Your instructions> Nothing left out, nothing added: return the full set of records.

Entries taken from a collection
^^^^

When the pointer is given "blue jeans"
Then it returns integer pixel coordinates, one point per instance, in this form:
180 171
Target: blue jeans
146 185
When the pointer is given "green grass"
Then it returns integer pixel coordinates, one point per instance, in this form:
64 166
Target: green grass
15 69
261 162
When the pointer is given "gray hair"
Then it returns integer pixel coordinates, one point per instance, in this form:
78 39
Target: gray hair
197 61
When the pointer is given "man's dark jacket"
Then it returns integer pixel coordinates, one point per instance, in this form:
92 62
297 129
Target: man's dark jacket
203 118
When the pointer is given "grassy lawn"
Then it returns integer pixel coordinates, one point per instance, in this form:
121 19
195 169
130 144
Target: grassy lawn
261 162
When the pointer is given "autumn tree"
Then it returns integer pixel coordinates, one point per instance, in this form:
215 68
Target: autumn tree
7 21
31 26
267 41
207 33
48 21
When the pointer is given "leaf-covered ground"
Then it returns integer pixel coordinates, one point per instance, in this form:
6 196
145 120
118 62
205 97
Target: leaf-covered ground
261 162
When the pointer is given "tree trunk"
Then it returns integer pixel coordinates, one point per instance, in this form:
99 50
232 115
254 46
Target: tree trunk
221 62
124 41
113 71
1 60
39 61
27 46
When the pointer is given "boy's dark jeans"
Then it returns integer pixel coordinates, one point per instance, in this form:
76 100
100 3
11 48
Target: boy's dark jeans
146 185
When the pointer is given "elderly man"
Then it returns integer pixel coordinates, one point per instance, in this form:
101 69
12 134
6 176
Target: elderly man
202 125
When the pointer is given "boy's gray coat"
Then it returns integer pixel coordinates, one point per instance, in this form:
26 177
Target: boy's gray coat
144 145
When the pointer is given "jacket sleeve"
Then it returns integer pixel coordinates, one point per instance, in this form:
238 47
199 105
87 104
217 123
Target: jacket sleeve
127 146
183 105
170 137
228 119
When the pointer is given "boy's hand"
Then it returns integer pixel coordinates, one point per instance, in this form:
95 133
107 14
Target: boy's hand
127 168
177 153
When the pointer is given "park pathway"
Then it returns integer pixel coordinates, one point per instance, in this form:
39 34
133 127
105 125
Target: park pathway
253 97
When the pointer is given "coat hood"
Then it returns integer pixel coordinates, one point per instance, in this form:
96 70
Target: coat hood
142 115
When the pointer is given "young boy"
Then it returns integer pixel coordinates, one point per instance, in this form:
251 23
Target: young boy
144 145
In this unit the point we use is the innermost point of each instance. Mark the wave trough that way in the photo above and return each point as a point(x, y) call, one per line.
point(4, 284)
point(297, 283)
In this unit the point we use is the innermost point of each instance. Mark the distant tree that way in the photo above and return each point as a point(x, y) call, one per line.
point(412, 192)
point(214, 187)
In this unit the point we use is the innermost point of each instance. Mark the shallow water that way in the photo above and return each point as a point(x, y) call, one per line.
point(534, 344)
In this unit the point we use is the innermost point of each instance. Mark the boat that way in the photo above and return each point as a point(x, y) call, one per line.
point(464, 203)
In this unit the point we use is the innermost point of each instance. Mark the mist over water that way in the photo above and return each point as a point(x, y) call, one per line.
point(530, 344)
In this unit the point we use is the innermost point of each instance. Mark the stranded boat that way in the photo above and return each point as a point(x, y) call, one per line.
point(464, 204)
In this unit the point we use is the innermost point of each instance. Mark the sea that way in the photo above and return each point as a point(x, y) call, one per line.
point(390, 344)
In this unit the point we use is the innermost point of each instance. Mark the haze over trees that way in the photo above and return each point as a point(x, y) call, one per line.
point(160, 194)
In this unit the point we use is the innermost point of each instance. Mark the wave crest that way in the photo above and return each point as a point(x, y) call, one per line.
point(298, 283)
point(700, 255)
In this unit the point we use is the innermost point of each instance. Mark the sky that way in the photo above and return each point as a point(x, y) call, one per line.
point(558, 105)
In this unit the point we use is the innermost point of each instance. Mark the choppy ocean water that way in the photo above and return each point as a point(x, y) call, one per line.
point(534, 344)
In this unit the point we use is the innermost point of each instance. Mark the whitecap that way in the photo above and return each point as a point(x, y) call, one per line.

^^^^

Task answer>
When the pointer is given "blue jeans"
Then it returns integer pixel coordinates, one point per instance, in this form:
180 171
Target: blue jeans
146 185
When the pointer is given "green grass"
Then it returns integer pixel coordinates, one point per instance, in this form:
64 166
Target: green grass
15 69
261 162
When the pointer is given "gray hair"
Then it returns integer pixel coordinates, one point per instance, in this form:
78 39
Target: gray hair
197 61
When the pointer is given "man's dark jacket"
Then it returns integer pixel coordinates, one point per instance, in this form:
92 62
297 129
Target: man's dark jacket
203 118
When the pointer is given "grassy lawn"
Then it returns integer pixel coordinates, one point per instance, in this form:
121 19
195 169
130 144
Target: grassy lawn
261 162
When the pointer is given "autumn tree"
Then it returns integer pixel coordinates, one point per instance, in this form:
215 68
Target: autumn tree
7 21
31 26
267 41
207 33
48 21
When the pointer is given "leaf-covered ground"
Then it returns integer pixel coordinates, one point per instance, in this form:
6 196
145 120
118 62
205 97
Target: leaf-covered ground
261 162
When the pointer is given "tree trunk"
Then it returns integer pixel coordinates, one point per instance, in this form:
99 50
232 115
254 46
Target: tree trunk
221 62
124 41
113 71
1 60
39 61
27 46
When the pointer is given "boy's dark jeans"
Then it returns integer pixel coordinates, one point per instance, in this form:
76 100
100 3
11 48
Target: boy's dark jeans
146 185
When the pointer is given "elderly man"
Then it returns integer pixel coordinates, one point per instance, in this form:
101 69
12 134
6 176
Target: elderly man
202 125
When the pointer is given "boy's gray coat"
Then it returns integer pixel coordinates, one point per instance, in this form:
26 177
Target: boy's gray coat
144 145
When the pointer is given "jacket sleeve"
Then it returns integer pixel coordinates, one point per instance, in this form:
238 47
199 105
87 104
217 123
Target: jacket sleeve
127 146
183 105
170 137
228 119
When the pointer is given "boy's hand"
Then it returns integer pixel coordinates, one point per instance, in this form:
95 133
107 14
Target: boy's hand
127 168
177 153
When the pointer is given "park pathway"
Then it returns integer pixel coordinates, one point per instance, in this form:
39 34
133 127
105 125
Target: park pathway
253 97
When the pointer is given "coat hood"
Then it returns integer pixel coordinates, one point per instance, in this form:
96 70
Target: coat hood
142 115
When the pointer is given "young boy"
Then it returns integer pixel coordinates, one point per instance, in this form:
251 23
Target: young boy
144 145
In this unit the point we use is the innermost point of each instance. Mark the wave trough that way in the photo above and return each point as a point(x, y) call, one per line.
point(4, 284)
point(297, 283)
In this unit the point we use is the innermost point of each instance. Mark the distant tree that way in the photo above and return each point as a point(x, y) call, one per line.
point(412, 192)
point(214, 187)
In this unit the point we use is the innermost point of each instance. Mark the shallow water that way in the photo above and return each point as a point(x, y) call, one per line.
point(534, 344)
In this unit the point we use is the innermost point of each instance. Mark the boat that way in the photo above and return each point as a point(x, y) call, one per line.
point(464, 203)
In this unit the point we use is the innermost point of each instance. Mark the mist over water that way in the photo above and return each point as a point(x, y) call, one per line.
point(530, 344)
In this unit the point we use is the innermost point of each instance. Mark the stranded boat that way in the photo above and return each point as a point(x, y) call, one per line.
point(464, 204)
In this unit the point we use is the innermost point of each instance. Mark the sea that way in the photo above and return each point as a point(x, y) call, one per line.
point(390, 344)
In this unit the point we use is the innermost point of each instance. Mark the haze over trees that way in the photo above and return each point as a point(x, y) call, one per line.
point(160, 194)
In this unit the point we use is the innermost point of each instance. Mark the wave crest that way in the photo above and return each point as a point(x, y) call, one per line.
point(298, 283)
point(700, 255)
In this unit the point we use is the innermost point of each instance. Mark the sky that way in the photo above and return each point as a point(x, y) call, one per line.
point(558, 105)
In this unit the point we use is the innermost point of each instance. Mark the choppy ocean water that way in the photo above and return each point as a point(x, y) call, one per line.
point(534, 344)
In this unit the point we use is the innermost point of each instance. Mark the whitecap that way in the photo above and return each point as a point(x, y) call, one per line.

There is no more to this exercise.